Problem
The lines to extract run from the start of the records through the line with "boxes = findObject(img, 'road');", both ends included; drop the pictures.

Input for this task
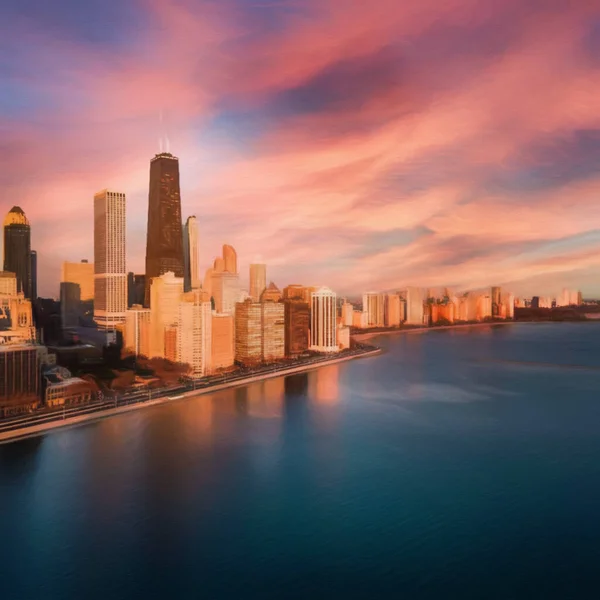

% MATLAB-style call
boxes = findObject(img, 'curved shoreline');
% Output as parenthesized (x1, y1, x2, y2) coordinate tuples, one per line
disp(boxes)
(0, 348, 381, 445)
(352, 321, 518, 341)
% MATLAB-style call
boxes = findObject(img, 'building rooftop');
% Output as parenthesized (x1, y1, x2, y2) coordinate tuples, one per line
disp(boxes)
(3, 206, 29, 227)
(47, 377, 88, 388)
(151, 152, 178, 161)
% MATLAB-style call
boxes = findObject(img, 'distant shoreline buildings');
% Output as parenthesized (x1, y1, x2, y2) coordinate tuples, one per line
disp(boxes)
(0, 147, 589, 419)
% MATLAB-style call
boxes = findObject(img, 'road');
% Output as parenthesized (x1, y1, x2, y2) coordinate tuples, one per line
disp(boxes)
(0, 347, 379, 437)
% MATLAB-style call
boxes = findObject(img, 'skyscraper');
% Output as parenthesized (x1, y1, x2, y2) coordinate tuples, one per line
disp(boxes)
(223, 244, 237, 274)
(144, 152, 185, 306)
(405, 287, 424, 325)
(476, 293, 492, 320)
(234, 299, 285, 365)
(125, 305, 151, 357)
(235, 299, 262, 365)
(127, 273, 146, 307)
(177, 290, 212, 376)
(491, 286, 501, 317)
(60, 282, 81, 329)
(261, 302, 285, 362)
(3, 206, 32, 299)
(283, 285, 316, 304)
(211, 313, 234, 371)
(341, 301, 354, 327)
(310, 287, 338, 352)
(62, 260, 94, 301)
(384, 293, 401, 327)
(93, 190, 127, 331)
(249, 264, 266, 302)
(363, 292, 385, 327)
(183, 216, 200, 293)
(149, 271, 184, 358)
(284, 299, 309, 357)
(30, 250, 37, 302)
(211, 271, 240, 315)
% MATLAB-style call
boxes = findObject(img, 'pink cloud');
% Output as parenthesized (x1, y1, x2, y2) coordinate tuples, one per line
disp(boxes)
(3, 0, 600, 298)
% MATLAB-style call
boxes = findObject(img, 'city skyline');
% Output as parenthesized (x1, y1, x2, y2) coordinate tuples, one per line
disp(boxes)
(2, 1, 600, 298)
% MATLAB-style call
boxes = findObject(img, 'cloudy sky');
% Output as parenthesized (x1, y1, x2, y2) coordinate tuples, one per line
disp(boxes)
(3, 0, 600, 298)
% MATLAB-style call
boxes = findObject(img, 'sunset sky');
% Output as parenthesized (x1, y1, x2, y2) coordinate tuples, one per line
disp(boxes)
(3, 0, 600, 299)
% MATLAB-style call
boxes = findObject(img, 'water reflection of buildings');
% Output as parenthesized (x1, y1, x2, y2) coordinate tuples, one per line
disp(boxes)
(308, 364, 340, 405)
(246, 377, 285, 420)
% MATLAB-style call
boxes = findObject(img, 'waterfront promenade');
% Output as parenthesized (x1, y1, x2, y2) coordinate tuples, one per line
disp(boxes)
(0, 347, 381, 444)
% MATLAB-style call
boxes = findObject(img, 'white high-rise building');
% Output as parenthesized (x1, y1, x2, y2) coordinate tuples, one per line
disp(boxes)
(183, 216, 200, 293)
(177, 290, 212, 377)
(405, 287, 424, 325)
(249, 264, 267, 302)
(149, 271, 184, 358)
(93, 190, 126, 330)
(310, 287, 338, 352)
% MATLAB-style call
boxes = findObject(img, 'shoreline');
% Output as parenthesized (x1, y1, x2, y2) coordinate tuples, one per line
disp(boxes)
(352, 321, 518, 341)
(0, 348, 381, 445)
(352, 319, 599, 341)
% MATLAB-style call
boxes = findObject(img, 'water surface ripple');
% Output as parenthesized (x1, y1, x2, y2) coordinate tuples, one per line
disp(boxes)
(2, 323, 600, 599)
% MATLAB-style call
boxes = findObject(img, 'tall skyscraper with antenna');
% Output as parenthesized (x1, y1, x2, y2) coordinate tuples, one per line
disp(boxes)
(144, 151, 185, 306)
(3, 206, 32, 299)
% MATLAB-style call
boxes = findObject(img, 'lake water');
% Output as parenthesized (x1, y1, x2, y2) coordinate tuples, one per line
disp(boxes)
(2, 322, 600, 599)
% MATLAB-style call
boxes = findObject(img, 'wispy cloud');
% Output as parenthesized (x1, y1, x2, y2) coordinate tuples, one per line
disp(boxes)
(2, 0, 600, 297)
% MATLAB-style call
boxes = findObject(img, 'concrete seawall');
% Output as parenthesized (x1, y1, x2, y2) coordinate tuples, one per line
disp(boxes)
(0, 349, 381, 445)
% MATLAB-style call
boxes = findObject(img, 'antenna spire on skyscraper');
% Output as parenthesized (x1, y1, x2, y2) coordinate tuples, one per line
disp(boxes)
(159, 109, 165, 153)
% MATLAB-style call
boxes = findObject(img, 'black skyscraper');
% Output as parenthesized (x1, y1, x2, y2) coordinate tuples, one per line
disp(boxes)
(127, 272, 146, 307)
(144, 153, 184, 306)
(3, 206, 32, 299)
(30, 250, 37, 301)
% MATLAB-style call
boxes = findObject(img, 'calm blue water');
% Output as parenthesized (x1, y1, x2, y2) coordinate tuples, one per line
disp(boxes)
(2, 323, 600, 599)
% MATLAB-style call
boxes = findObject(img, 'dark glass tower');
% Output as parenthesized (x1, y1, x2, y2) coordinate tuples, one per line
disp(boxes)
(144, 153, 184, 306)
(30, 250, 37, 301)
(3, 206, 32, 299)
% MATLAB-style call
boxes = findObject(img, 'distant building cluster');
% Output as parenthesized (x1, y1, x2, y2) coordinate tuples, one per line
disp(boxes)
(0, 150, 587, 419)
(347, 287, 516, 329)
(103, 152, 348, 380)
(525, 289, 583, 309)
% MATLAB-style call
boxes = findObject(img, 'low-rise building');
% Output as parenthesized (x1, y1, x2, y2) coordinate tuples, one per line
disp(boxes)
(43, 366, 95, 407)
(0, 343, 41, 417)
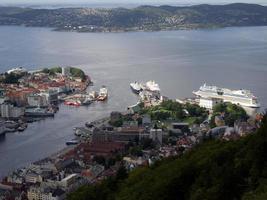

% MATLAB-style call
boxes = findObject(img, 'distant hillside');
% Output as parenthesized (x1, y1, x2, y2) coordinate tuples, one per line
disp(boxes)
(68, 115, 267, 200)
(0, 3, 267, 32)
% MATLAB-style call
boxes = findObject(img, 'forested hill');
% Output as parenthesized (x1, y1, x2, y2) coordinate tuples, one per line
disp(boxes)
(68, 114, 267, 200)
(0, 3, 267, 32)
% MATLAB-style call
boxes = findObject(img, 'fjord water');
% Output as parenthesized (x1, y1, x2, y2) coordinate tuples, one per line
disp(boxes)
(0, 26, 267, 177)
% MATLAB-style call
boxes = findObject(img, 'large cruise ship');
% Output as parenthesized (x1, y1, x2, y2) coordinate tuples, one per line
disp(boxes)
(193, 83, 260, 108)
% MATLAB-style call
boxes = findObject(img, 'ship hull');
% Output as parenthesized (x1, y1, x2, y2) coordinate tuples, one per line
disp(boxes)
(25, 112, 54, 117)
(193, 91, 260, 108)
(130, 86, 142, 94)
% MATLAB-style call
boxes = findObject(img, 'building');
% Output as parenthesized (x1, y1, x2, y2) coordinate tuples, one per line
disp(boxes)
(234, 121, 256, 137)
(208, 126, 229, 139)
(27, 186, 65, 200)
(127, 103, 141, 114)
(0, 103, 25, 118)
(169, 123, 190, 136)
(0, 88, 6, 104)
(27, 94, 48, 107)
(199, 97, 223, 110)
(62, 67, 71, 77)
(25, 172, 43, 184)
(150, 129, 163, 144)
(40, 89, 58, 105)
(60, 174, 78, 188)
(215, 115, 225, 127)
(142, 114, 152, 127)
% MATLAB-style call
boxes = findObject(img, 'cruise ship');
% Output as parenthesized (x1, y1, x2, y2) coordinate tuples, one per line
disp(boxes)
(193, 83, 260, 108)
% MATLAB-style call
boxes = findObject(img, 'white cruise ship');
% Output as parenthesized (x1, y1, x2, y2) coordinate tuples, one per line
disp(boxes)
(193, 83, 260, 108)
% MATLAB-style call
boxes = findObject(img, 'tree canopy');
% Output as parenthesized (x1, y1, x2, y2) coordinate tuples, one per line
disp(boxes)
(211, 102, 248, 127)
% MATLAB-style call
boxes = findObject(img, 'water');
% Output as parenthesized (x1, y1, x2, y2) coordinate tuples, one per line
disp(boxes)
(0, 25, 267, 177)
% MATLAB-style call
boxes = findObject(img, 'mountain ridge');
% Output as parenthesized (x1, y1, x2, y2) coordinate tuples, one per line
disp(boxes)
(0, 3, 267, 32)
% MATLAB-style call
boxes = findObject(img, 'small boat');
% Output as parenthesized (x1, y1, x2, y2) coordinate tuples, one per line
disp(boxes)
(82, 97, 92, 105)
(66, 139, 79, 145)
(85, 122, 94, 128)
(64, 100, 81, 106)
(97, 86, 108, 101)
(74, 129, 82, 136)
(18, 126, 27, 132)
(89, 91, 98, 99)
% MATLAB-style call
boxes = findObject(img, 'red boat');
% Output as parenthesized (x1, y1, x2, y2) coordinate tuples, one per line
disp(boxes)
(64, 100, 81, 106)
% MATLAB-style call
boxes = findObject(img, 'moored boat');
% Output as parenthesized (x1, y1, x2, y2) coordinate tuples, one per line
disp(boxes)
(130, 81, 143, 94)
(193, 83, 260, 108)
(66, 139, 79, 145)
(25, 107, 54, 117)
(64, 100, 81, 106)
(97, 86, 108, 101)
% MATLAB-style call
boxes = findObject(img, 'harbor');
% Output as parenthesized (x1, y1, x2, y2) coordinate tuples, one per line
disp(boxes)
(0, 25, 267, 197)
(0, 66, 96, 135)
(0, 77, 264, 199)
(62, 85, 108, 106)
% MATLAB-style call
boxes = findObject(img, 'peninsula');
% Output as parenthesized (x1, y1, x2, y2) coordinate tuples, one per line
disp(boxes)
(0, 66, 91, 133)
(0, 3, 267, 32)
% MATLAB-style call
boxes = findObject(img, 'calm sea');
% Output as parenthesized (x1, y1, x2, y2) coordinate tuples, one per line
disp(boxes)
(0, 26, 267, 177)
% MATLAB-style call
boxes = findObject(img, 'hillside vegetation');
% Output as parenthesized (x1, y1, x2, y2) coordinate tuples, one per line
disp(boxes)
(0, 3, 267, 32)
(42, 67, 86, 80)
(68, 114, 267, 200)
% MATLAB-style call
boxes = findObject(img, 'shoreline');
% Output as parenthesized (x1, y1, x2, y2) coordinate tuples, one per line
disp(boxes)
(2, 24, 267, 33)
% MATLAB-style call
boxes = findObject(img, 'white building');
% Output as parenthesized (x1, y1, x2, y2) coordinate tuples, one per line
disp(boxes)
(60, 174, 78, 188)
(150, 129, 163, 144)
(62, 67, 71, 76)
(27, 186, 65, 200)
(25, 173, 43, 184)
(199, 97, 223, 110)
(27, 94, 47, 107)
(0, 104, 25, 118)
(40, 90, 58, 105)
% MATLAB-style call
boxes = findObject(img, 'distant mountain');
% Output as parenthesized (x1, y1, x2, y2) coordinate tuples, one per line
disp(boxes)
(0, 3, 267, 32)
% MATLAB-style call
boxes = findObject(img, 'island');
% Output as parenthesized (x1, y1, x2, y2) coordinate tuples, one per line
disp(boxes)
(0, 3, 267, 32)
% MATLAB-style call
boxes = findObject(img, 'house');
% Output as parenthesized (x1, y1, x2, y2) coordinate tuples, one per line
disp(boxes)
(169, 123, 190, 136)
(199, 97, 223, 110)
(25, 172, 43, 184)
(142, 114, 151, 126)
(127, 103, 141, 114)
(208, 126, 228, 139)
(40, 89, 58, 105)
(215, 115, 225, 127)
(150, 129, 163, 144)
(27, 93, 48, 107)
(234, 121, 256, 137)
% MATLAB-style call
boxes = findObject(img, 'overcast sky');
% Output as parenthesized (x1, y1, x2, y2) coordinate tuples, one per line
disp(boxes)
(1, 0, 266, 6)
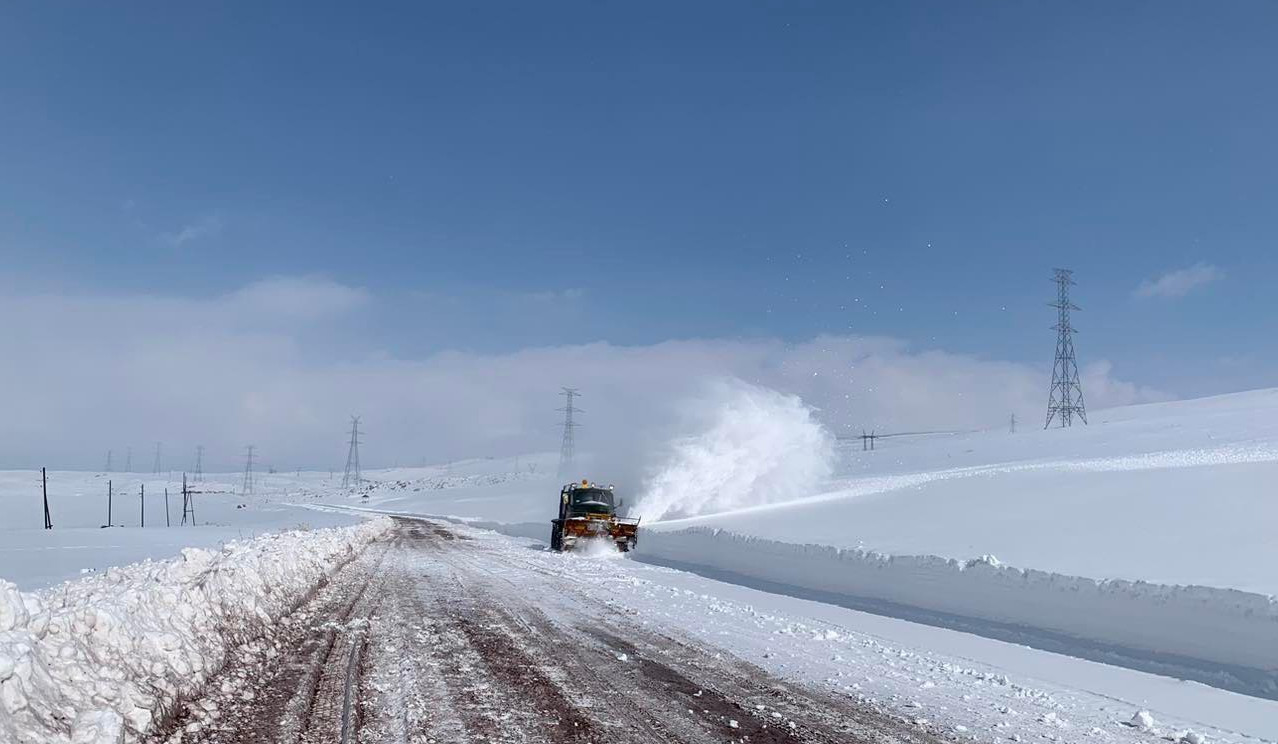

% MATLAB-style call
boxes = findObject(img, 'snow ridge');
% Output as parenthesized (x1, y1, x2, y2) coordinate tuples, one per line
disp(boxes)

Result
% MATLAB-style call
boxes = findObject(img, 'curved shoreline');
% Output as parenthesized (x1, y1, x2, y2) coordinate tuples, one per line
disp(boxes)
(0, 348, 381, 445)
(352, 321, 518, 341)
% MATLAB-style call
boxes = findObject(img, 'building rooftop');
% Output as parenthesized (x1, y1, x2, y2) coordinate tuples, one per line
disp(boxes)
(3, 206, 29, 227)
(47, 377, 88, 388)
(151, 152, 178, 161)
% MATLAB-style call
boxes = findObject(img, 'distant shoreline buildings');
% Output as parenthesized (x1, y1, x2, y2) coordinate tuples, one per line
disp(boxes)
(0, 147, 589, 419)
% MATLAB-style call
boxes = findObject(img, 'road');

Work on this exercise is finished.